* BEGIN Data lines *

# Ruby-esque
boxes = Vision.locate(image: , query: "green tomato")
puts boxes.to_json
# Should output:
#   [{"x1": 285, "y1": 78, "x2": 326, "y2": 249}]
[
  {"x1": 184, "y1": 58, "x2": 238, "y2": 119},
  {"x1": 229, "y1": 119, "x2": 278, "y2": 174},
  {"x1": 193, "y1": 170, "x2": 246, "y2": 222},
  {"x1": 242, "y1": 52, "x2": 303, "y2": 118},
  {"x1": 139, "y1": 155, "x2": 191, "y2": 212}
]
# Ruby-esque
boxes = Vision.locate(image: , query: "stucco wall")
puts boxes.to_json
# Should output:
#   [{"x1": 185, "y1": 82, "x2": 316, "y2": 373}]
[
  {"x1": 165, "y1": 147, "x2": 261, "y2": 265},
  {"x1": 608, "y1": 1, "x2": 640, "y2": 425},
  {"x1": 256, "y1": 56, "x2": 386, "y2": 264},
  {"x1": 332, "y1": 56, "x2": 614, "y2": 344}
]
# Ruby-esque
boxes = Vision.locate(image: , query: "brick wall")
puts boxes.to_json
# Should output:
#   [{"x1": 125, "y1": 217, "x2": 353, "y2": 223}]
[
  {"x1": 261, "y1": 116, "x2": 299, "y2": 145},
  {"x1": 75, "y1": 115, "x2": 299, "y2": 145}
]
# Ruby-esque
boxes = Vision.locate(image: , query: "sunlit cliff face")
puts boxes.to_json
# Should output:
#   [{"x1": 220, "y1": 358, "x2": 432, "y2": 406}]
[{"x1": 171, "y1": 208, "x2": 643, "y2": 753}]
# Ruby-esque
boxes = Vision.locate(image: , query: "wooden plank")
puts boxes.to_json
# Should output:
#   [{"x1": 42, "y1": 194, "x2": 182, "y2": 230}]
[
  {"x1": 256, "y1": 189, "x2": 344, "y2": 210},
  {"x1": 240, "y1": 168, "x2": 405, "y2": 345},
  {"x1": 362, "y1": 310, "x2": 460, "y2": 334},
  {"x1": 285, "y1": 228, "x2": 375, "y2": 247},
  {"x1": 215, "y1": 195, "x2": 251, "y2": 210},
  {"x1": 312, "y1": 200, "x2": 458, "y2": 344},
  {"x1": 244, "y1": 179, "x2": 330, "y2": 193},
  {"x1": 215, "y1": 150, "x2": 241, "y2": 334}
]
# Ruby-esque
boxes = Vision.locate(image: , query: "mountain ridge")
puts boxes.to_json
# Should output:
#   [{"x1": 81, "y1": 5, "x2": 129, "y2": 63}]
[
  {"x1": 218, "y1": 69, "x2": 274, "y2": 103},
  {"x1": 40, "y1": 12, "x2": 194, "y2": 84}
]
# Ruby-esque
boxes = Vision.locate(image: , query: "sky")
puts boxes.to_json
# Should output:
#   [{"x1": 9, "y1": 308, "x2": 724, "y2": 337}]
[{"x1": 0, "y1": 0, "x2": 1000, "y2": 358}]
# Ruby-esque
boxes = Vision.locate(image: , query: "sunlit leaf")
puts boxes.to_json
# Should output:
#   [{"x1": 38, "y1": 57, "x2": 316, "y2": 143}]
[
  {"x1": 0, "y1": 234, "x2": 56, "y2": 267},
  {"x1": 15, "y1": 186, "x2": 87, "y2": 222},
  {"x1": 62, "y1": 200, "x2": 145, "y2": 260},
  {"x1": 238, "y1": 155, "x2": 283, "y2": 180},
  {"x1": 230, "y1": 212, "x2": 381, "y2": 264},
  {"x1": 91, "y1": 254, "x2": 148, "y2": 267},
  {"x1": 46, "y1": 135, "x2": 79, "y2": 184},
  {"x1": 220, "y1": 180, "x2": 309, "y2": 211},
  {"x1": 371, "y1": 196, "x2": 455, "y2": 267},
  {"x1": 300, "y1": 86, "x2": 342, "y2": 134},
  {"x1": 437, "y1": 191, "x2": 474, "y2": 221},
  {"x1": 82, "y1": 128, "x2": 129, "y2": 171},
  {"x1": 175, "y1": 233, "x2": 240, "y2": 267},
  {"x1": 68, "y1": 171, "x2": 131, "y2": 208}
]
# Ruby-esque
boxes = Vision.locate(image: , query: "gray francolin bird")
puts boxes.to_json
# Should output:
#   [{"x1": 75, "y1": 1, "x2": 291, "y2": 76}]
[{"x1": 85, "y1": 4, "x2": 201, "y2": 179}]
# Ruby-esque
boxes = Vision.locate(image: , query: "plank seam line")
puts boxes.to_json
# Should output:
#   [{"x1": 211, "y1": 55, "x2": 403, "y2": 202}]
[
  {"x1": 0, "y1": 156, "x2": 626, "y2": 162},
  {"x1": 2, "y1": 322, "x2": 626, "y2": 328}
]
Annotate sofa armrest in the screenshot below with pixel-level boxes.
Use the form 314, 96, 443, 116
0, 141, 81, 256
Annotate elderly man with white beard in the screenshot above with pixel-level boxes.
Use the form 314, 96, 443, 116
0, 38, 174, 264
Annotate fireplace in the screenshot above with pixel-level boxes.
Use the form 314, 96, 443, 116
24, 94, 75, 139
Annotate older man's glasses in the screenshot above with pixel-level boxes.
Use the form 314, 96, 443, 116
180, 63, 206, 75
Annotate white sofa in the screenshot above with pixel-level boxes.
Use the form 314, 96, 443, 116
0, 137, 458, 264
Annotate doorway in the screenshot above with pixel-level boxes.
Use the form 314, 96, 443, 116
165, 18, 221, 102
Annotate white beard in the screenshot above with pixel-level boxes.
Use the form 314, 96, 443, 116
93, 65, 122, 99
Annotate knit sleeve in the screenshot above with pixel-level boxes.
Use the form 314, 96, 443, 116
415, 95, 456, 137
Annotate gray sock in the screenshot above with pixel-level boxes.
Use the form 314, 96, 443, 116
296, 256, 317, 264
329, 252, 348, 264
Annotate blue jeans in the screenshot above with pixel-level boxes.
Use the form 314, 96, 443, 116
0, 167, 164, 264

* END Data lines *

Problem requirements
Copy out all the rows above, swapping each "screenshot" for "image" and changing nothing else.

Task result
# Ruby-esque
boxes = Vision.locate(image: , query: "green tomato")
puts boxes.to_json
# Should output:
#   [{"x1": 285, "y1": 78, "x2": 326, "y2": 249}]
[
  {"x1": 184, "y1": 58, "x2": 238, "y2": 119},
  {"x1": 229, "y1": 119, "x2": 278, "y2": 174},
  {"x1": 193, "y1": 170, "x2": 246, "y2": 222},
  {"x1": 242, "y1": 52, "x2": 303, "y2": 118},
  {"x1": 139, "y1": 155, "x2": 191, "y2": 212}
]
# Ruby-esque
boxes = Vision.locate(image: , query: "stucco wall")
puts boxes.to_json
# Should output:
#   [{"x1": 185, "y1": 82, "x2": 316, "y2": 373}]
[
  {"x1": 165, "y1": 147, "x2": 261, "y2": 265},
  {"x1": 608, "y1": 1, "x2": 640, "y2": 425},
  {"x1": 256, "y1": 56, "x2": 386, "y2": 264},
  {"x1": 332, "y1": 56, "x2": 614, "y2": 344}
]
# Ruby-esque
boxes = Vision.locate(image: , query: "brick wall")
puts boxes.to_json
# Should output:
#   [{"x1": 125, "y1": 217, "x2": 353, "y2": 223}]
[
  {"x1": 261, "y1": 116, "x2": 299, "y2": 145},
  {"x1": 75, "y1": 115, "x2": 299, "y2": 145}
]
# Ruby-esque
boxes = Vision.locate(image: , query: "sunlit cliff face")
puts boxes.to_json
# Should output:
#   [{"x1": 220, "y1": 358, "x2": 432, "y2": 406}]
[{"x1": 171, "y1": 208, "x2": 643, "y2": 753}]
# Ruby-esque
boxes = Vision.locate(image: , query: "wooden plank")
puts boxes.to_json
# Should output:
#   [{"x1": 42, "y1": 194, "x2": 182, "y2": 230}]
[
  {"x1": 256, "y1": 189, "x2": 344, "y2": 210},
  {"x1": 240, "y1": 168, "x2": 405, "y2": 345},
  {"x1": 362, "y1": 310, "x2": 460, "y2": 334},
  {"x1": 285, "y1": 228, "x2": 375, "y2": 247},
  {"x1": 215, "y1": 195, "x2": 251, "y2": 210},
  {"x1": 312, "y1": 200, "x2": 458, "y2": 344},
  {"x1": 244, "y1": 179, "x2": 330, "y2": 193},
  {"x1": 215, "y1": 150, "x2": 241, "y2": 334}
]
# Ruby-esque
boxes = Vision.locate(image: , query: "mountain ridge")
puts boxes.to_json
# Should output:
#   [{"x1": 81, "y1": 5, "x2": 129, "y2": 63}]
[
  {"x1": 218, "y1": 69, "x2": 274, "y2": 103},
  {"x1": 40, "y1": 12, "x2": 194, "y2": 84}
]
# Ruby-esque
boxes = Vision.locate(image: , query: "sky")
puts boxes.to_json
# Should output:
#   [{"x1": 9, "y1": 308, "x2": 724, "y2": 337}]
[{"x1": 0, "y1": 0, "x2": 1000, "y2": 358}]
# Ruby-esque
boxes = Vision.locate(image: , query: "sunlit leaf")
puts boxes.to_json
# Should output:
#   [{"x1": 38, "y1": 57, "x2": 316, "y2": 143}]
[
  {"x1": 0, "y1": 234, "x2": 56, "y2": 267},
  {"x1": 15, "y1": 186, "x2": 87, "y2": 222},
  {"x1": 62, "y1": 200, "x2": 145, "y2": 260},
  {"x1": 238, "y1": 155, "x2": 283, "y2": 180},
  {"x1": 230, "y1": 212, "x2": 381, "y2": 264},
  {"x1": 91, "y1": 254, "x2": 148, "y2": 267},
  {"x1": 46, "y1": 135, "x2": 79, "y2": 184},
  {"x1": 220, "y1": 180, "x2": 309, "y2": 211},
  {"x1": 371, "y1": 196, "x2": 455, "y2": 267},
  {"x1": 300, "y1": 86, "x2": 342, "y2": 134},
  {"x1": 437, "y1": 191, "x2": 474, "y2": 221},
  {"x1": 82, "y1": 128, "x2": 129, "y2": 171},
  {"x1": 175, "y1": 233, "x2": 240, "y2": 267},
  {"x1": 68, "y1": 171, "x2": 131, "y2": 208}
]
# Ruby-esque
boxes = Vision.locate(image: , query: "gray francolin bird")
puts boxes.to_json
# Should output:
#   [{"x1": 75, "y1": 1, "x2": 291, "y2": 76}]
[{"x1": 85, "y1": 4, "x2": 201, "y2": 179}]
# Ruby-esque
boxes = Vision.locate(image: , query: "plank seam line")
puts boxes.to_json
# Should output:
#   [{"x1": 211, "y1": 55, "x2": 403, "y2": 202}]
[
  {"x1": 0, "y1": 156, "x2": 626, "y2": 162},
  {"x1": 2, "y1": 322, "x2": 626, "y2": 328}
]
Annotate sofa armrest in the image below with pixel-level boxes.
Use the form 314, 96, 443, 116
0, 141, 81, 256
Annotate elderly man with white beard in the image above with pixel-level boxes.
Use the form 314, 96, 443, 116
0, 38, 174, 264
Annotate fireplace in the image above with pixel-level boxes.
Use the form 314, 96, 443, 116
24, 94, 75, 139
Annotate older man's glasses in the image above with pixel-level boxes.
Use the form 314, 96, 443, 116
180, 63, 206, 75
Annotate white sofa in the image above with pixel-level boxes.
Use the form 314, 96, 443, 116
0, 137, 458, 264
Annotate doorway in the image above with pixel-level boxes.
Use the form 314, 96, 443, 116
165, 18, 221, 102
Annotate white beard in the image above with pixel-level boxes.
Use the form 314, 96, 443, 116
93, 65, 122, 99
Annotate knit sleeve in the image above with pixel-level boxes.
Use the form 314, 96, 443, 116
415, 95, 456, 137
Annotate gray sock in the image above with pixel-level boxes.
Use the form 314, 96, 443, 116
296, 256, 317, 264
329, 252, 348, 264
Annotate blue jeans in the image above with pixel-level boxes.
Use the form 314, 96, 443, 116
0, 167, 164, 264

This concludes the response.